--- START OF Materials provided ---

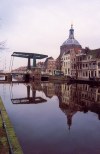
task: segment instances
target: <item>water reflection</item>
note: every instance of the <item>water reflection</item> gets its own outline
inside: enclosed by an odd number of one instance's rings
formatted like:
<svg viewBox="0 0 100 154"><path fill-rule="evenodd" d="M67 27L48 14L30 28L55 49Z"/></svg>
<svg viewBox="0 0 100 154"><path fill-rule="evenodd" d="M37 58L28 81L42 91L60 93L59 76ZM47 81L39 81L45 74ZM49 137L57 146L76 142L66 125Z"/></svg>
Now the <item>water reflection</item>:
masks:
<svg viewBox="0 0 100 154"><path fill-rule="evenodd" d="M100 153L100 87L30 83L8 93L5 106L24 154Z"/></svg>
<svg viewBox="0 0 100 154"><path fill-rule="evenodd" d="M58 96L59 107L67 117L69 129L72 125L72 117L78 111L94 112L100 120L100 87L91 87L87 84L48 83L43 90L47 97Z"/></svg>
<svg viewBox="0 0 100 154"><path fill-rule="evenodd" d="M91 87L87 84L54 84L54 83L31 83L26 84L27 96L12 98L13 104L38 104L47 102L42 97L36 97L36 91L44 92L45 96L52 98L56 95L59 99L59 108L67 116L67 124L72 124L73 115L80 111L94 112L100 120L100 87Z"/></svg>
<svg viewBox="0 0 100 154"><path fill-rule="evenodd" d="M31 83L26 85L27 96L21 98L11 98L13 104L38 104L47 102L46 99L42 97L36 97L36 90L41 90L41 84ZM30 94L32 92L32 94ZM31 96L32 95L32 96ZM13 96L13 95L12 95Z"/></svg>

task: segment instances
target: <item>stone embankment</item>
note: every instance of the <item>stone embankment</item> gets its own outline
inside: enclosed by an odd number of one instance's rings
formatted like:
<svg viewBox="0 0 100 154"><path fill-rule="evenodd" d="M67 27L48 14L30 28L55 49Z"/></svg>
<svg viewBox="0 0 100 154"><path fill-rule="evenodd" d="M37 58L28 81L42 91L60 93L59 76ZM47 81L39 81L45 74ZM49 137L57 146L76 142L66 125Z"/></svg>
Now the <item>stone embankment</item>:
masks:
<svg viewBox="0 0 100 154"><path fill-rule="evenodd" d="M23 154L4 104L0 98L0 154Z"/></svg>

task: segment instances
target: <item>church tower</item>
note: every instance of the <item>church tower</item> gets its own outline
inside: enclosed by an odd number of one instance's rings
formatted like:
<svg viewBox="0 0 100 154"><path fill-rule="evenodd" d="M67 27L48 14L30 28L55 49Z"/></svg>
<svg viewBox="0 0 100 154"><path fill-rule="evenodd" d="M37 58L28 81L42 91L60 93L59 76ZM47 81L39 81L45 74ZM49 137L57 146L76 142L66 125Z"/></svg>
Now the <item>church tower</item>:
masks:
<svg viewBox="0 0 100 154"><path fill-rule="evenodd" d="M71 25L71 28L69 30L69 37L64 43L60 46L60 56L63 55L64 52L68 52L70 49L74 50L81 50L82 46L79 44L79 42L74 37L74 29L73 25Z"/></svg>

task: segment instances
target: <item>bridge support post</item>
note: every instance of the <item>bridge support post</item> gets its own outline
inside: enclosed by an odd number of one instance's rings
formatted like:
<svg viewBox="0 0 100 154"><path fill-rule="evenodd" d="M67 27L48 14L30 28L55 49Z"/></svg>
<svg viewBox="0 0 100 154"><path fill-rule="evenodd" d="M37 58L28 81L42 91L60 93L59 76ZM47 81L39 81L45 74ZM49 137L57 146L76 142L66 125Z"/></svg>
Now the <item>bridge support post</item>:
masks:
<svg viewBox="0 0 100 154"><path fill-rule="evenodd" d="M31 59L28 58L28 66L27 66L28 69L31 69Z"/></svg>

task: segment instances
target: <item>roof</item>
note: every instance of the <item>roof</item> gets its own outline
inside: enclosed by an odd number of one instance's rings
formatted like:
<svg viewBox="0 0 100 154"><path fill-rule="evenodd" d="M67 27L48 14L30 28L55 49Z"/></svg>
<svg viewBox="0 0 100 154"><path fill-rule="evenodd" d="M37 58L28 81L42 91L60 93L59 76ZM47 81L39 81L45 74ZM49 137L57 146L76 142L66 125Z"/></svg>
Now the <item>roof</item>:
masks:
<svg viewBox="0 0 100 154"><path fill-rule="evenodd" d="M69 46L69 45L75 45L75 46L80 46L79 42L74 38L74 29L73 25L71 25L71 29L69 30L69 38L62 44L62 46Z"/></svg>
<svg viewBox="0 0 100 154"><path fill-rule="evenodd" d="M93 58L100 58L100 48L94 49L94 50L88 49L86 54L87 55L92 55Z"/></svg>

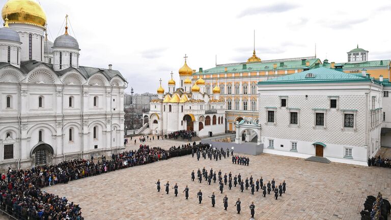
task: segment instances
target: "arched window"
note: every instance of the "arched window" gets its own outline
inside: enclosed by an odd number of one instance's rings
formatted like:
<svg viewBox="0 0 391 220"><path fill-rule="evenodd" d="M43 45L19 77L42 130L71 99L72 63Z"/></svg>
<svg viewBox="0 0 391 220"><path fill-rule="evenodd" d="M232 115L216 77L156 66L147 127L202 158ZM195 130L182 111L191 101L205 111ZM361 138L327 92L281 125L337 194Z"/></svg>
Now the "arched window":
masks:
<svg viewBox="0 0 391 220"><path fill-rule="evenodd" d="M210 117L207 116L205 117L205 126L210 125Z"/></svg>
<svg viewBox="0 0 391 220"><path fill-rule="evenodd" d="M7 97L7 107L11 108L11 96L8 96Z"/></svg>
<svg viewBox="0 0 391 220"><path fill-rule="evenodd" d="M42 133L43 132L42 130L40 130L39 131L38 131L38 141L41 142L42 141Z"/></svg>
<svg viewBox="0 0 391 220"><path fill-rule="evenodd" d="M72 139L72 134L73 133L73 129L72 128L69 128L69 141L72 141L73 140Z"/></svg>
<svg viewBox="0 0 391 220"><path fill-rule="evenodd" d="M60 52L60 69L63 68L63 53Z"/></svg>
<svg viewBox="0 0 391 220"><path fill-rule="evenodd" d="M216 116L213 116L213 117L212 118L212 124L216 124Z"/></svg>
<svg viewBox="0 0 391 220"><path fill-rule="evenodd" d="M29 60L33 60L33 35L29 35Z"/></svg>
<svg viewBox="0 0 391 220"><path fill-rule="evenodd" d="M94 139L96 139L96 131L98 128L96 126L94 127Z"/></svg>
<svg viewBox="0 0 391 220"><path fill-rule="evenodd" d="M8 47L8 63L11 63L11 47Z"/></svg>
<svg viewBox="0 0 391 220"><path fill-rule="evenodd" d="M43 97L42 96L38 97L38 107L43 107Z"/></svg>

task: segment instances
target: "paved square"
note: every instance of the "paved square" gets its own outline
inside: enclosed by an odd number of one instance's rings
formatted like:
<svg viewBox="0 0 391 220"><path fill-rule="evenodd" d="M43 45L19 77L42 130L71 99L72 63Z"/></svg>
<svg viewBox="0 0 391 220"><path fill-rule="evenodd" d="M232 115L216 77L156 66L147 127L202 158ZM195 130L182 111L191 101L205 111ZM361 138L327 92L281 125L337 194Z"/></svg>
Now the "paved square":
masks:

--- END OF Materials provided ---

◆ Do this ◆
Write every line of the items above as a JSON list of strings, one string per line, skipping blank lines and leaving out the pictures.

◆ The answer ◆
[
  "task: segment instances",
  "target: <item>water reflection</item>",
  "note: every instance of the <item>water reflection</item> gets its own outline",
  "inside: enclosed by an odd number of one instance's rings",
  "formatted like:",
  "<svg viewBox=\"0 0 100 154\"><path fill-rule=\"evenodd\" d=\"M67 27L48 14L30 28L55 49Z\"/></svg>",
  "<svg viewBox=\"0 0 100 154\"><path fill-rule=\"evenodd\" d=\"M37 58L28 81L42 91L60 93L59 76ZM47 81L39 81L45 74ZM49 137L57 146L76 142L66 125Z\"/></svg>",
  "Now the <item>water reflection</item>:",
  "masks:",
  "<svg viewBox=\"0 0 100 154\"><path fill-rule=\"evenodd\" d=\"M100 153L100 87L30 83L8 93L5 106L24 154Z\"/></svg>",
  "<svg viewBox=\"0 0 100 154\"><path fill-rule=\"evenodd\" d=\"M58 96L59 107L67 117L69 129L72 125L72 117L78 111L94 112L100 120L100 87L91 87L87 84L48 83L43 90L47 97Z\"/></svg>",
  "<svg viewBox=\"0 0 100 154\"><path fill-rule=\"evenodd\" d=\"M91 87L87 84L54 84L54 83L31 83L26 84L27 96L12 98L13 104L38 104L47 102L42 97L36 97L36 91L44 92L45 96L52 98L56 95L59 99L59 108L67 116L67 124L72 124L73 115L80 111L94 112L100 120L100 87Z\"/></svg>",
  "<svg viewBox=\"0 0 100 154\"><path fill-rule=\"evenodd\" d=\"M31 83L26 85L27 96L21 98L11 98L13 104L38 104L47 102L46 99L42 97L36 97L36 90L41 90L41 84ZM30 94L32 92L32 94ZM31 96L32 95L32 96ZM13 96L13 95L12 95Z\"/></svg>",
  "task: segment instances",
  "target: <item>stone embankment</item>",
  "note: every instance of the <item>stone embankment</item> gets its own outline",
  "inside: enclosed by an odd number of one instance's rings",
  "formatted like:",
  "<svg viewBox=\"0 0 100 154\"><path fill-rule=\"evenodd\" d=\"M67 27L48 14L30 28L55 49Z\"/></svg>",
  "<svg viewBox=\"0 0 100 154\"><path fill-rule=\"evenodd\" d=\"M37 58L28 81L42 91L60 93L59 76ZM47 81L39 81L45 74ZM49 137L57 146L76 142L66 125Z\"/></svg>",
  "Now the <item>stone embankment</item>:",
  "masks:",
  "<svg viewBox=\"0 0 100 154\"><path fill-rule=\"evenodd\" d=\"M23 154L4 104L0 98L0 154Z\"/></svg>",
  "task: segment instances",
  "target: <item>church tower</item>",
  "note: every instance of the <item>church tower</item> gets its own outline",
  "inside: enclosed by an odd number of one instance's rings",
  "formatted like:",
  "<svg viewBox=\"0 0 100 154\"><path fill-rule=\"evenodd\" d=\"M67 27L48 14L30 28L55 49Z\"/></svg>",
  "<svg viewBox=\"0 0 100 154\"><path fill-rule=\"evenodd\" d=\"M37 58L28 81L42 91L60 93L59 76ZM47 81L39 81L45 74ZM49 137L57 146L76 142L66 125Z\"/></svg>",
  "Now the <item>church tower</item>:",
  "masks:",
  "<svg viewBox=\"0 0 100 154\"><path fill-rule=\"evenodd\" d=\"M71 25L71 28L69 30L69 37L64 43L60 46L60 56L63 55L64 52L68 52L70 49L74 50L81 50L82 46L79 44L79 42L74 37L74 29L73 25Z\"/></svg>",
  "task: segment instances",
  "target: <item>bridge support post</item>",
  "note: every instance of the <item>bridge support post</item> gets its own outline",
  "inside: enclosed by an odd number of one instance's rings",
  "formatted like:",
  "<svg viewBox=\"0 0 100 154\"><path fill-rule=\"evenodd\" d=\"M67 27L48 14L30 28L55 49Z\"/></svg>",
  "<svg viewBox=\"0 0 100 154\"><path fill-rule=\"evenodd\" d=\"M37 58L28 81L42 91L60 93L59 76ZM47 81L39 81L45 74ZM49 137L57 146L76 142L66 125Z\"/></svg>",
  "Now the <item>bridge support post</item>:",
  "masks:",
  "<svg viewBox=\"0 0 100 154\"><path fill-rule=\"evenodd\" d=\"M31 59L28 58L28 66L27 66L28 69L31 69Z\"/></svg>",
  "task: segment instances",
  "target: <item>roof</item>",
  "note: every instance of the <item>roof</item> gets its own outline",
  "inside: enclosed by an odd number of one instance's rings",
  "formatted like:",
  "<svg viewBox=\"0 0 100 154\"><path fill-rule=\"evenodd\" d=\"M67 27L48 14L30 28L55 49Z\"/></svg>",
  "<svg viewBox=\"0 0 100 154\"><path fill-rule=\"evenodd\" d=\"M37 58L28 81L42 91L60 93L59 76ZM47 81L39 81L45 74ZM49 137L57 146L76 142L66 125Z\"/></svg>",
  "Now the <item>roof</item>:",
  "masks:",
  "<svg viewBox=\"0 0 100 154\"><path fill-rule=\"evenodd\" d=\"M69 46L69 45L75 45L75 46L80 46L79 42L74 38L74 29L73 25L71 25L71 29L69 30L69 38L62 44L62 46Z\"/></svg>",
  "<svg viewBox=\"0 0 100 154\"><path fill-rule=\"evenodd\" d=\"M93 58L100 58L100 48L94 49L94 50L88 49L86 54L87 55L92 55Z\"/></svg>",
  "task: segment instances",
  "target: \"arched window\"",
  "note: every instance of the \"arched window\" gets its own outline",
  "inside: enclosed by an odd number of one instance's rings",
  "formatted like:",
  "<svg viewBox=\"0 0 391 220\"><path fill-rule=\"evenodd\" d=\"M43 45L19 77L42 130L71 99L72 63Z\"/></svg>",
  "<svg viewBox=\"0 0 391 220\"><path fill-rule=\"evenodd\" d=\"M232 115L216 77L156 66L147 127L202 158ZM195 130L182 111L191 101L205 111ZM361 138L327 92L281 125L337 194Z\"/></svg>",
  "Now the \"arched window\":",
  "masks:",
  "<svg viewBox=\"0 0 391 220\"><path fill-rule=\"evenodd\" d=\"M210 117L207 116L205 117L205 126L210 125Z\"/></svg>",
  "<svg viewBox=\"0 0 391 220\"><path fill-rule=\"evenodd\" d=\"M7 97L7 107L11 108L11 96L8 96Z\"/></svg>",
  "<svg viewBox=\"0 0 391 220\"><path fill-rule=\"evenodd\" d=\"M42 133L43 132L42 130L40 130L39 131L38 131L38 141L41 142L42 141Z\"/></svg>",
  "<svg viewBox=\"0 0 391 220\"><path fill-rule=\"evenodd\" d=\"M72 139L72 134L73 133L73 129L72 128L69 128L69 141L72 141L73 140Z\"/></svg>",
  "<svg viewBox=\"0 0 391 220\"><path fill-rule=\"evenodd\" d=\"M60 52L60 69L63 68L63 53Z\"/></svg>",
  "<svg viewBox=\"0 0 391 220\"><path fill-rule=\"evenodd\" d=\"M216 116L213 116L213 117L212 118L212 124L216 124Z\"/></svg>",
  "<svg viewBox=\"0 0 391 220\"><path fill-rule=\"evenodd\" d=\"M29 60L33 60L33 35L29 35Z\"/></svg>",
  "<svg viewBox=\"0 0 391 220\"><path fill-rule=\"evenodd\" d=\"M94 139L96 139L96 131L98 128L96 126L94 127Z\"/></svg>",
  "<svg viewBox=\"0 0 391 220\"><path fill-rule=\"evenodd\" d=\"M8 47L8 63L11 63L11 47Z\"/></svg>",
  "<svg viewBox=\"0 0 391 220\"><path fill-rule=\"evenodd\" d=\"M43 97L42 96L38 97L38 107L43 107Z\"/></svg>",
  "task: segment instances",
  "target: \"paved square\"",
  "note: every instance of the \"paved square\" gets its own outline",
  "inside: enclosed by an odd number of one instance's rings",
  "formatted like:",
  "<svg viewBox=\"0 0 391 220\"><path fill-rule=\"evenodd\" d=\"M43 45L19 77L42 130L71 99L72 63Z\"/></svg>",
  "<svg viewBox=\"0 0 391 220\"><path fill-rule=\"evenodd\" d=\"M232 115L216 77L156 66L147 127L202 158ZM195 130L182 111L191 101L205 111ZM361 138L327 92L281 125L337 194Z\"/></svg>",
  "Now the \"paved square\":",
  "masks:"
]